(Registros de un conjunto de datos de anotación por puntos)
***
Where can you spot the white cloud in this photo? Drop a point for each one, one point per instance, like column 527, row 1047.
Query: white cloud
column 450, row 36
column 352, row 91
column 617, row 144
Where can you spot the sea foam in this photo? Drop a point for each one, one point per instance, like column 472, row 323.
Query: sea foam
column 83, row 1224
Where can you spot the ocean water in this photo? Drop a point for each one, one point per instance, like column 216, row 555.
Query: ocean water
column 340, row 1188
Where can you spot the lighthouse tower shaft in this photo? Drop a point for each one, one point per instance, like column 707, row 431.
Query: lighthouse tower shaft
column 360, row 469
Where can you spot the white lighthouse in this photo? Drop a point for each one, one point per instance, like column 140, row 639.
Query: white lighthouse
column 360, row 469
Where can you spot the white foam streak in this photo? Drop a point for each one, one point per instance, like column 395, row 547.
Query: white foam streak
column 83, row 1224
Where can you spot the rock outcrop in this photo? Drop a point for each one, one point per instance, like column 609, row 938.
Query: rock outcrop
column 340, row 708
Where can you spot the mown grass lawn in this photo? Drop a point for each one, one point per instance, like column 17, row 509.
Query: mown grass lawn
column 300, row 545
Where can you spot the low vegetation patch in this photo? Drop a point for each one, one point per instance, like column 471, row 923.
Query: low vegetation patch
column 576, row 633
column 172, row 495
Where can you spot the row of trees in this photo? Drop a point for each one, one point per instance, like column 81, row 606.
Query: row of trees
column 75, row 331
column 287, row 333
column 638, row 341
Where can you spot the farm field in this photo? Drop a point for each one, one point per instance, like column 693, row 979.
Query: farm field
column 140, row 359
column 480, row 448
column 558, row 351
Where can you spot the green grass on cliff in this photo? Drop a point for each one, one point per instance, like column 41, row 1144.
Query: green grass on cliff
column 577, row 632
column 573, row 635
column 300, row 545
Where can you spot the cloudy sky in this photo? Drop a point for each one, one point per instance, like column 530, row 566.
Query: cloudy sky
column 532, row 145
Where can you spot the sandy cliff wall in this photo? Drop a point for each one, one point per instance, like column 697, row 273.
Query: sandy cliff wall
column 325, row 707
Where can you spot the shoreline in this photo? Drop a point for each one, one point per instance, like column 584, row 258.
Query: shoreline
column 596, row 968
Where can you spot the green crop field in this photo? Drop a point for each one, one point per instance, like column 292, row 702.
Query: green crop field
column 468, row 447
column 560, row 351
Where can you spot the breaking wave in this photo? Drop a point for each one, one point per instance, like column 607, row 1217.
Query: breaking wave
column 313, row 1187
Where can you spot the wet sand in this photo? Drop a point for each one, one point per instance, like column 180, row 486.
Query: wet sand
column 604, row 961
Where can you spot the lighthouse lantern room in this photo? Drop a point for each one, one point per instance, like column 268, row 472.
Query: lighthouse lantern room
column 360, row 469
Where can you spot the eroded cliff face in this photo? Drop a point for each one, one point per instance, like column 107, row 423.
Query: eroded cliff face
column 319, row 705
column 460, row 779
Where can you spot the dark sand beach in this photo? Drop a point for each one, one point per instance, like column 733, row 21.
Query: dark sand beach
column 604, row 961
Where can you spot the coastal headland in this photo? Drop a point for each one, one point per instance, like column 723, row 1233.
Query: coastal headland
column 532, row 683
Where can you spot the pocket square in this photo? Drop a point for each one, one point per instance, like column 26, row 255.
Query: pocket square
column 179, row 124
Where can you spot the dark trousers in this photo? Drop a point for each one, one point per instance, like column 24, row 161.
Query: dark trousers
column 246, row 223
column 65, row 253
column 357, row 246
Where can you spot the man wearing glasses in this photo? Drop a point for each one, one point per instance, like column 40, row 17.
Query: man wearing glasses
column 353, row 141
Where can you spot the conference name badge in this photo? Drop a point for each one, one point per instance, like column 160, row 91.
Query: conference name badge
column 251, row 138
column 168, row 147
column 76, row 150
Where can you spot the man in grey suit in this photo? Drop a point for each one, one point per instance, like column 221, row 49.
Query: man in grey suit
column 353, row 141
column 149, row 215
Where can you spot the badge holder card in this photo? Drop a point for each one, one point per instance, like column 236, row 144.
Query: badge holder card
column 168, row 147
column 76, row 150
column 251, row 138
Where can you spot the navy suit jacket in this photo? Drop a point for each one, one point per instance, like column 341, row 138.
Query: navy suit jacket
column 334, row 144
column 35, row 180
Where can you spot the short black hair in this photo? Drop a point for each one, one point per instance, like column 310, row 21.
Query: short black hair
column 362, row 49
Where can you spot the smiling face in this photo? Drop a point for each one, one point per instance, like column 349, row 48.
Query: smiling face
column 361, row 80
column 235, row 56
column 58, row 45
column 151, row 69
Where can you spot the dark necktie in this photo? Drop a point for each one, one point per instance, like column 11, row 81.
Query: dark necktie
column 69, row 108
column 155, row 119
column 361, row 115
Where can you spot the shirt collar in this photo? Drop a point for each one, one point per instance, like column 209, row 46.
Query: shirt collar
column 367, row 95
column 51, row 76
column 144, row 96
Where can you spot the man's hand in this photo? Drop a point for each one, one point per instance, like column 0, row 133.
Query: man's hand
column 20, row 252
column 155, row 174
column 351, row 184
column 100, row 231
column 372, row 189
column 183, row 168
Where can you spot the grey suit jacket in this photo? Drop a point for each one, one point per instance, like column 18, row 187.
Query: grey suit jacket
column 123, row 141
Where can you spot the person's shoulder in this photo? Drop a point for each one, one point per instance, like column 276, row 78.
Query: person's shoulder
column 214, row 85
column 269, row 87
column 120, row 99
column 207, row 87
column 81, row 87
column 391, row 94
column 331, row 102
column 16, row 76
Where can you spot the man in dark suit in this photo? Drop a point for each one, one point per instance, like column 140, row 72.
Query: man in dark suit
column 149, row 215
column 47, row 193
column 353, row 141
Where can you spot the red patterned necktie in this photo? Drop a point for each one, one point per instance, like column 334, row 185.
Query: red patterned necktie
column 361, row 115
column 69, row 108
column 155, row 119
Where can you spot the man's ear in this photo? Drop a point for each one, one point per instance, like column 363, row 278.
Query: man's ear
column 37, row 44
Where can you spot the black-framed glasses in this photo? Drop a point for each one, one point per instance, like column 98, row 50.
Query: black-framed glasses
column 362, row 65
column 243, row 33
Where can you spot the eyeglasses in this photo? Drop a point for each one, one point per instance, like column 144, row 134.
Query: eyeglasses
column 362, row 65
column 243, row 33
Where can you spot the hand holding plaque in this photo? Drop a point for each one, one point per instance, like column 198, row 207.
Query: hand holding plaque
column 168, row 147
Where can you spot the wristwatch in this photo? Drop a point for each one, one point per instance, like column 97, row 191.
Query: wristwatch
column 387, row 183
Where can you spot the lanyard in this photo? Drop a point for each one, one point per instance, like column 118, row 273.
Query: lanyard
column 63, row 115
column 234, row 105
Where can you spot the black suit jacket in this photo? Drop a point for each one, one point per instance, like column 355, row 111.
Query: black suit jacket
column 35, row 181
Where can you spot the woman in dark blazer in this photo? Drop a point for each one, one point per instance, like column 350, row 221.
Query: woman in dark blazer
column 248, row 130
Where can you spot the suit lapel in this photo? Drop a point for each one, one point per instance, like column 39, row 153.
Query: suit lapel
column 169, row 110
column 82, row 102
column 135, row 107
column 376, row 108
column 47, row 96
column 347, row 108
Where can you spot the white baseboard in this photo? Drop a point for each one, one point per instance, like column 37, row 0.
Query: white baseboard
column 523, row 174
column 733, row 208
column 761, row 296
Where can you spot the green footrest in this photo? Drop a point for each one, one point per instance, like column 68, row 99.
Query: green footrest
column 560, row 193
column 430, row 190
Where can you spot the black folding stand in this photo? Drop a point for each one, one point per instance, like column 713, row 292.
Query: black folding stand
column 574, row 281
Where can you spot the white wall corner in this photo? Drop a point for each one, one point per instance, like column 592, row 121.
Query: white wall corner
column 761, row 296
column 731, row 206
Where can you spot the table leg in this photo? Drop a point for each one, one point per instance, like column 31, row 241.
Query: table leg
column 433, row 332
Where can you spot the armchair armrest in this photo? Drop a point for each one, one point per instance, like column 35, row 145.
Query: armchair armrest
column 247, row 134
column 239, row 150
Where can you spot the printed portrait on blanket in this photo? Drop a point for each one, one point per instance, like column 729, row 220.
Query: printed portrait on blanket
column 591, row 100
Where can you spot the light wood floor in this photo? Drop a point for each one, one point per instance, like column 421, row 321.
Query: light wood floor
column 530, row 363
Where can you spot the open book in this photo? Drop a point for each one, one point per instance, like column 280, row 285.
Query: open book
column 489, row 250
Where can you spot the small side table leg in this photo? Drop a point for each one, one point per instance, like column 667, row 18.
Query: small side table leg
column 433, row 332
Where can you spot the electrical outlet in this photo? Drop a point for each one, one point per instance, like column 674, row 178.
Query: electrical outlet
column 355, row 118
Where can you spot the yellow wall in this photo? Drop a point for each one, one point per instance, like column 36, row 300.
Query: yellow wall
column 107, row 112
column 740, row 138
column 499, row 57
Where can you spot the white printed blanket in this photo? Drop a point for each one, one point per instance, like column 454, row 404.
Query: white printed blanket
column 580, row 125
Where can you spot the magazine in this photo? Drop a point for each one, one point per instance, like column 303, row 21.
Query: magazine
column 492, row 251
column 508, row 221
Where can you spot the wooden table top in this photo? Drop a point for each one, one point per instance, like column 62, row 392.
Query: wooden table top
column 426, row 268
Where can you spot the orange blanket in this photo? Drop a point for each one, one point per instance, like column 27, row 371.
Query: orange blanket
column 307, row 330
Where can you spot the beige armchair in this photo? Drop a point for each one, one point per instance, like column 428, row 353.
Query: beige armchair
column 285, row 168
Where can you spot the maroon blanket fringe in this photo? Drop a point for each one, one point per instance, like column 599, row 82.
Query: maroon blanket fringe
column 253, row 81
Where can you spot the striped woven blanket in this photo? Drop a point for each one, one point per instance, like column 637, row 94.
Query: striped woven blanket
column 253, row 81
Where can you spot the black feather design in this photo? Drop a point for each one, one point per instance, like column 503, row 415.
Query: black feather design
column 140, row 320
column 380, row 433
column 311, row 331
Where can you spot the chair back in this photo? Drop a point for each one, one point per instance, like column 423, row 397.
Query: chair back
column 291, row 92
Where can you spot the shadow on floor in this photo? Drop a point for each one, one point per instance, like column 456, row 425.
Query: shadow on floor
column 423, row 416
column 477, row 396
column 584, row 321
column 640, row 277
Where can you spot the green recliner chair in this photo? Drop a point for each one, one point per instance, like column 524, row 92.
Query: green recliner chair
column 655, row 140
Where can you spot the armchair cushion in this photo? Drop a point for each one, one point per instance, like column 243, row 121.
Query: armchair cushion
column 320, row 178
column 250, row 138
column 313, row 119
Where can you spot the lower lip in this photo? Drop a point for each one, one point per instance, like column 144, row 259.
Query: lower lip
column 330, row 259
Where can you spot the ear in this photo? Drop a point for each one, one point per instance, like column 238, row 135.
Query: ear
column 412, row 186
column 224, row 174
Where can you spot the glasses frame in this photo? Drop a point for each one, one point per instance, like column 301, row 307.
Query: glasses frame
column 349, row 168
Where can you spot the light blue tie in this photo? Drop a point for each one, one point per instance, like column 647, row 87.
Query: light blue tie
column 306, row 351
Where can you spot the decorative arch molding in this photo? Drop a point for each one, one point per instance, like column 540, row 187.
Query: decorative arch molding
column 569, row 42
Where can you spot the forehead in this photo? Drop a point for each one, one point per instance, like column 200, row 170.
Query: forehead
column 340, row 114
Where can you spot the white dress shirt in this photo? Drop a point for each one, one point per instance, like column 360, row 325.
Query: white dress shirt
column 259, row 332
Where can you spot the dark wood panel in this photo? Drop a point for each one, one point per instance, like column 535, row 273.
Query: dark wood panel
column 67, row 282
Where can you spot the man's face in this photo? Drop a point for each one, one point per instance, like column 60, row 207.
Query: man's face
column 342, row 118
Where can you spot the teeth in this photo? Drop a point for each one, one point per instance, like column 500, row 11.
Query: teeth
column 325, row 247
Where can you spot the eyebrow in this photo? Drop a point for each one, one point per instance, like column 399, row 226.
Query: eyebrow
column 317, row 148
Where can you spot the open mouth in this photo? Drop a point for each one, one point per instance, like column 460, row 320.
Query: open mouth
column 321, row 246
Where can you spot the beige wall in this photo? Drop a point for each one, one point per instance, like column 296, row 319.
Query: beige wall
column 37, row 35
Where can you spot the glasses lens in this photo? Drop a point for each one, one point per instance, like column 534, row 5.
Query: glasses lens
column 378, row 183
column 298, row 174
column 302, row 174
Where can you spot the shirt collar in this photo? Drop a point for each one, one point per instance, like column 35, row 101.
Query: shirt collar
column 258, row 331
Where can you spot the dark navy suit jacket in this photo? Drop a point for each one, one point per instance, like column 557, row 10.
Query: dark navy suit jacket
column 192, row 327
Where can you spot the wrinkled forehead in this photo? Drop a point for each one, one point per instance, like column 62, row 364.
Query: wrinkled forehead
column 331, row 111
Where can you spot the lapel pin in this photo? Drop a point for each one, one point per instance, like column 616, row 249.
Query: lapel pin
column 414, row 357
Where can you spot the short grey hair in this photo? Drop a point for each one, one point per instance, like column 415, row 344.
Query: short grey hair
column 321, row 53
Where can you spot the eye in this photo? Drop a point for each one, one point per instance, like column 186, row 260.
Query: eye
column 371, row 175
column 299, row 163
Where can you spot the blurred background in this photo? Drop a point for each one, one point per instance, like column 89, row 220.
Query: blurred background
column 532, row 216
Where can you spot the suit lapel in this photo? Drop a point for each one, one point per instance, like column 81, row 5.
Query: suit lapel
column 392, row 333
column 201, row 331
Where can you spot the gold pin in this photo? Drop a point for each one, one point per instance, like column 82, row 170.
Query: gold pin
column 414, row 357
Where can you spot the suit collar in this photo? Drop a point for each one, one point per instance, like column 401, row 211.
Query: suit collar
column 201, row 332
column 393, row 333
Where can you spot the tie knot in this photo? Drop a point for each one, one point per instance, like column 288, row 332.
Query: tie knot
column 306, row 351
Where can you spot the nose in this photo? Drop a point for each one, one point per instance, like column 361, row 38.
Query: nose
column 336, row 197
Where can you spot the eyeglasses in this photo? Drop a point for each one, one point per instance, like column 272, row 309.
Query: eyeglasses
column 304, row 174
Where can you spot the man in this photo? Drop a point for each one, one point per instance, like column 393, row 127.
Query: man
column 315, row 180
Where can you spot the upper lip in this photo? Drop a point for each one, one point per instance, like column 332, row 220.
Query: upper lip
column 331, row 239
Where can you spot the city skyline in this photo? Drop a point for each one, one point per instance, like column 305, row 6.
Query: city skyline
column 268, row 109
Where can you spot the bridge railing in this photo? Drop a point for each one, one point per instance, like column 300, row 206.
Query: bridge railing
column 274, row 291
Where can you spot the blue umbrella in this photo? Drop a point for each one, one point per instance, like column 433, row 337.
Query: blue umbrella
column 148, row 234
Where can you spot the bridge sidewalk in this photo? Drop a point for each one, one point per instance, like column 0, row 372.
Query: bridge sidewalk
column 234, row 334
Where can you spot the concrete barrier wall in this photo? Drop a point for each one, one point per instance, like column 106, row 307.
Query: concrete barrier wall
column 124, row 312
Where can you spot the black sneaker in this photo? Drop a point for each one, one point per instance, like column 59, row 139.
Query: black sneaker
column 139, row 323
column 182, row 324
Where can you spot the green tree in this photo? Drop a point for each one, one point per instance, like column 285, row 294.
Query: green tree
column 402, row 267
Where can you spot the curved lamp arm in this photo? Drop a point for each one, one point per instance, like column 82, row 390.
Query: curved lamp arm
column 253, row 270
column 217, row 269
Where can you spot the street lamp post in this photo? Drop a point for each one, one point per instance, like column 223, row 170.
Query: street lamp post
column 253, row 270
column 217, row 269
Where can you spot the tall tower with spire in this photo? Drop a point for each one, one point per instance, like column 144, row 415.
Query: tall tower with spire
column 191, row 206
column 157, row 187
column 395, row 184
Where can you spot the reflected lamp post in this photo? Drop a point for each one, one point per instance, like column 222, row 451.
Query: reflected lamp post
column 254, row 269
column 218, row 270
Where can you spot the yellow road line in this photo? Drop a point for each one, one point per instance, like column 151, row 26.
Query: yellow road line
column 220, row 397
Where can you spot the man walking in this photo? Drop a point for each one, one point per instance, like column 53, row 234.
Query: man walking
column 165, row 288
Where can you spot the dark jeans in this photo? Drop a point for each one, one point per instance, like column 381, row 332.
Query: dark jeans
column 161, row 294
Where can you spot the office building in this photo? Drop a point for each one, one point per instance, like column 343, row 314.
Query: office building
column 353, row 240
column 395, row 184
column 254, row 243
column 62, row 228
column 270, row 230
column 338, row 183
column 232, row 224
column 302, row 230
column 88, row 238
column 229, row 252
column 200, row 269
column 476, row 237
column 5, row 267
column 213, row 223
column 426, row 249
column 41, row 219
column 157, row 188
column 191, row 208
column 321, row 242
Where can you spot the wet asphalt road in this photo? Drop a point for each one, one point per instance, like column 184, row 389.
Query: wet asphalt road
***
### [Qué se pide]
Copia sin cambios las líneas del listado: empieza en la que tiene "Where can you spot the black feather" y termina después de la que tiene "column 655, row 140".

### [Respuesta]
Where can you spot the black feather design in this photo? Drop a point for each one, one point per instance, like column 503, row 415.
Query: black feather design
column 140, row 320
column 380, row 433
column 311, row 331
Where can you spot the chair back in this photo? Drop a point for each one, one point per instance, like column 423, row 397.
Query: chair back
column 291, row 92
Where can you spot the shadow on floor in this photo? Drop a point for each one, one point per instance, like column 456, row 425.
Query: shadow on floor
column 423, row 416
column 477, row 396
column 584, row 321
column 640, row 277
Where can you spot the green recliner chair in this photo? Drop a point for each one, one point per instance, like column 524, row 92.
Query: green recliner chair
column 655, row 140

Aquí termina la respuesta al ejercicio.